BEGIN SELECTED TEXT

Times West Virginian

FAIRMONT, W.Va.  — An additional 577 signatures for the Keep Fairmont Safe petition were submitted on Wednesday, and the city clerk will now have five days to determine their validity.

The submission of the additional signatures comes 10 days after the initial petition was found to be insufficient.

The intent of the petition is to have the Fairmont City Council reconsider the recently passed human rights commission ordinance.

On Sept. 12, city council passed the human rights commission in a 7-2 vote after a 3 1/2-hour meeting in which more than 80 people spoke on the subject.

Full coverage of that meeting can be found on

Supporters of the commission said it was created with the intention of repealing the old human rights commission and reinstating the commission to serve in an educational capacity which had less quasi-judicial powers.

Much of the controversy stemmed from the inclusion of two new classes, “gender identity” and “sexual orientation,” in the wording of the ordinance.

END SELECTED TEXT
BEGIN EXTRACTED MATERIAL

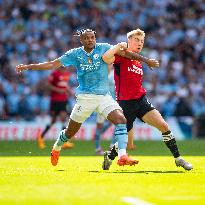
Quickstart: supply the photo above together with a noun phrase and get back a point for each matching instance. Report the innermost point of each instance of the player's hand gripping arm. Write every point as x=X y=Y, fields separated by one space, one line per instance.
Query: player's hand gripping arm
x=40 y=66
x=135 y=56
x=109 y=56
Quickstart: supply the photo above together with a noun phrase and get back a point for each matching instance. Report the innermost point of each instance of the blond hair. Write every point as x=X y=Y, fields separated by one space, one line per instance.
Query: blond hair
x=137 y=32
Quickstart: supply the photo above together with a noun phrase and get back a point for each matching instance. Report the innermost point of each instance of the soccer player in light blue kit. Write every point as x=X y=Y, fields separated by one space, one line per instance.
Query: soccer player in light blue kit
x=92 y=93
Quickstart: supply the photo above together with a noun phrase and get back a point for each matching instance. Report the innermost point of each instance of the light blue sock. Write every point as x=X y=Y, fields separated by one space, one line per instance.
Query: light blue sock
x=62 y=138
x=121 y=135
x=97 y=138
x=114 y=139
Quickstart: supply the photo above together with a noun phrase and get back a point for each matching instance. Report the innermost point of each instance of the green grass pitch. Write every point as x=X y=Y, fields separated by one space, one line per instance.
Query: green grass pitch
x=26 y=176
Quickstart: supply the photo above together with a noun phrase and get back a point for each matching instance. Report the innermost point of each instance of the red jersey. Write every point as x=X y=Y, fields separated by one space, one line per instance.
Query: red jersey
x=60 y=80
x=128 y=78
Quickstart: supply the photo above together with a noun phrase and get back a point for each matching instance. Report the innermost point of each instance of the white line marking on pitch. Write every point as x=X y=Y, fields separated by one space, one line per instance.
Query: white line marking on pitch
x=135 y=201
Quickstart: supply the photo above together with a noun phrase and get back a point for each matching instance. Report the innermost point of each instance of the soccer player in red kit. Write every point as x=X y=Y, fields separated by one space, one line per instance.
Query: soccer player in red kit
x=59 y=93
x=131 y=97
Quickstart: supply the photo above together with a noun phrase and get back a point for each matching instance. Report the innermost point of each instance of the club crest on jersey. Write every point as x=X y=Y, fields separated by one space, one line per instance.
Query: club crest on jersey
x=89 y=60
x=96 y=56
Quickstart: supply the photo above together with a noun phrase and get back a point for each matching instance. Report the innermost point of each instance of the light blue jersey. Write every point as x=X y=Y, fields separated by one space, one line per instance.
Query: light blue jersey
x=92 y=71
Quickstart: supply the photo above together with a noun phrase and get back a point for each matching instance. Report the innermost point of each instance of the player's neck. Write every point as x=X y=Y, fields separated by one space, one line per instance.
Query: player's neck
x=88 y=50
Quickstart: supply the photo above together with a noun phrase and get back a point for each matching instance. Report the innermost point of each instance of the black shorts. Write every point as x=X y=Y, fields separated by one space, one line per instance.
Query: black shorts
x=133 y=109
x=57 y=107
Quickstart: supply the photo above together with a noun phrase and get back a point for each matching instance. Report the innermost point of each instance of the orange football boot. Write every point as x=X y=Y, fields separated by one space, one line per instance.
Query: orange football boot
x=68 y=145
x=54 y=157
x=40 y=142
x=126 y=160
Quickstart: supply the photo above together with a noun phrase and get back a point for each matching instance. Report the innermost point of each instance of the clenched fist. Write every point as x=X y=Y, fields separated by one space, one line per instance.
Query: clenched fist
x=20 y=68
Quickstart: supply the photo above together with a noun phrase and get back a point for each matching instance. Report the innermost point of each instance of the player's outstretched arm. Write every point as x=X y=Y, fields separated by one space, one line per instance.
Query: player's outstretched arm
x=40 y=66
x=152 y=63
x=109 y=56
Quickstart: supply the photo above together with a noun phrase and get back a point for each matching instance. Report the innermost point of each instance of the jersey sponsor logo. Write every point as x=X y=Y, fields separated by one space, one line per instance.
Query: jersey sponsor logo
x=135 y=69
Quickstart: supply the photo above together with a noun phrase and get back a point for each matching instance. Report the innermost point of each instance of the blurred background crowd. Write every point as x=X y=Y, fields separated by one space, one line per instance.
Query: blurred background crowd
x=41 y=30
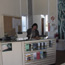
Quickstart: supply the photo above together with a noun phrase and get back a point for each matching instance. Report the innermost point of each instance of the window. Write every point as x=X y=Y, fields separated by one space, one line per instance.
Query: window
x=24 y=24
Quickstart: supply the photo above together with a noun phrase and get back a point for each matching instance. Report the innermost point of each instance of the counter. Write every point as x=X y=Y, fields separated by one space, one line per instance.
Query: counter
x=35 y=52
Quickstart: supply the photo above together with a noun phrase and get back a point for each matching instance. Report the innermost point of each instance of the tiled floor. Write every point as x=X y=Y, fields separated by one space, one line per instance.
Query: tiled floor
x=60 y=57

END EXTRACTED MATERIAL

## TASK BRIEF
Copy the part of the Fairmont petition article that runs from "Full coverage of" up to and including "less quasi-judicial powers.". You won't need the listing above for this.

## SOLUTION TO THIS PROBLEM
Full coverage of that meeting can be found on

Supporters of the commission said it was created with the intention of repealing the old human rights commission and reinstating the commission to serve in an educational capacity which had less quasi-judicial powers.